Given records

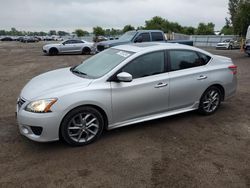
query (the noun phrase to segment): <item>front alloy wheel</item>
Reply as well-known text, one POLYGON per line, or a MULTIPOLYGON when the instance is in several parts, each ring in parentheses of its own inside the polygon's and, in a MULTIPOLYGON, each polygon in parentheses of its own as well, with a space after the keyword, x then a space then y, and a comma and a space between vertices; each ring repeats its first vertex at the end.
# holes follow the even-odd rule
POLYGON ((71 145, 86 145, 96 140, 103 130, 102 115, 92 107, 69 112, 61 126, 61 135, 71 145))
POLYGON ((220 106, 221 92, 217 87, 205 91, 200 100, 199 112, 205 115, 214 113, 220 106))

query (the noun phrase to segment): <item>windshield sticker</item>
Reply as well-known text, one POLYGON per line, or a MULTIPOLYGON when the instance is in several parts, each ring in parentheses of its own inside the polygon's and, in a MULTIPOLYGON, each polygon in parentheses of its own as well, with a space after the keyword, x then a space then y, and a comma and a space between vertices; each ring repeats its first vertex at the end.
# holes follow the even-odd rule
POLYGON ((127 58, 127 57, 130 56, 131 54, 128 53, 128 52, 120 51, 120 52, 117 52, 117 55, 120 55, 120 56, 122 56, 122 57, 127 58))

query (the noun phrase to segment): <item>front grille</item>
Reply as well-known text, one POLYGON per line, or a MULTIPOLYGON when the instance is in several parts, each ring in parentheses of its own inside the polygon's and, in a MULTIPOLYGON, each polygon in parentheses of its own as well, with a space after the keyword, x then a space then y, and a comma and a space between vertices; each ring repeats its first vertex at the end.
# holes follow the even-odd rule
POLYGON ((42 127, 30 126, 30 128, 31 128, 32 132, 33 132, 35 135, 39 136, 39 135, 42 134, 42 131, 43 131, 43 128, 42 128, 42 127))
POLYGON ((20 109, 26 101, 23 98, 18 98, 17 106, 20 109))
POLYGON ((97 51, 101 52, 104 50, 104 46, 103 45, 97 45, 97 51))

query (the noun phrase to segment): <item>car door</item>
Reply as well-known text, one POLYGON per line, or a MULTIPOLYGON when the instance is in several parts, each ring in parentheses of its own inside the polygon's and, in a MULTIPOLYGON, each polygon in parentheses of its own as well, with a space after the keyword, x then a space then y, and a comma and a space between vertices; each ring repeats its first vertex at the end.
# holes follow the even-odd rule
POLYGON ((170 50, 169 110, 198 105, 210 83, 206 64, 211 57, 191 50, 170 50))
POLYGON ((169 76, 165 52, 142 55, 119 72, 133 76, 132 82, 111 82, 114 122, 164 112, 168 109, 169 76))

Short exercise
Transcribe every record above exactly, leaving out the pictures.

Output for this task
query (the noun phrase to segment): <item>front alloy wheel</item>
Reply as well-known text, one POLYGON per line, or a MULTIPOLYGON when the instance is in several parts, each ring in parentheses of its own inside the polygon's and, in a MULTIPOLYGON, each polygon in parentheses of its own as well, with a space after the keyword, x then a space then y, and a comma and a space between vertices; each ring repeats its first vertex at the end.
# holes follow the even-odd rule
POLYGON ((71 145, 86 145, 96 140, 103 130, 102 115, 92 107, 69 112, 61 126, 61 135, 71 145))
POLYGON ((220 106, 221 92, 217 87, 205 91, 200 100, 199 112, 205 115, 214 113, 220 106))

query (the noun phrase to segment): <item>windshield sticker</item>
Reply as well-known text, one POLYGON per line, or a MULTIPOLYGON when the instance is in several parts, each ring in parentheses of its own inside the polygon's and, in a MULTIPOLYGON, each polygon in parentheses of its own as well, with a space after the keyword, x then a space then y, and a comma and a space between vertices; each ring repeats its first vertex at the end.
# holes follow the even-odd rule
POLYGON ((127 58, 127 57, 130 56, 131 54, 128 53, 128 52, 120 51, 120 52, 117 52, 117 55, 120 55, 120 56, 122 56, 122 57, 127 58))

query (the noun phrase to segment): <item>front grille</item>
Reply as well-known text, one POLYGON per line, or a MULTIPOLYGON when the instance is in several parts, each ring in parentheses of its own inside the polygon's and, in a MULTIPOLYGON, each polygon in parentheses of its own as well, with a space after the keyword, x then a space then y, and a comma and a space between vertices; each ring repeats its first vertex at the end.
# holes follow the even-odd rule
POLYGON ((42 127, 30 126, 30 128, 31 128, 32 132, 33 132, 35 135, 39 136, 39 135, 42 134, 42 131, 43 131, 43 128, 42 128, 42 127))
POLYGON ((20 109, 26 101, 23 98, 18 98, 17 106, 20 109))
POLYGON ((97 51, 101 52, 104 50, 104 46, 103 45, 97 45, 97 51))

query (the noun phrase to segment): <item>car door</item>
Reply as well-known text, one POLYGON per line, or a MULTIPOLYGON when the instance is in several parts, each ring in parentheses of its own inside the polygon's and, in a MULTIPOLYGON, each polygon in parentheses of its own as well, with a space after the keyword, x then a space then y, and a comma and a space between vertices; each ring repeats its first vertex at the end.
# holes follow the even-odd rule
POLYGON ((170 50, 169 110, 198 105, 210 83, 206 64, 211 57, 191 50, 170 50))
POLYGON ((169 76, 165 52, 142 55, 119 72, 133 76, 132 82, 111 82, 114 122, 164 112, 168 109, 169 76))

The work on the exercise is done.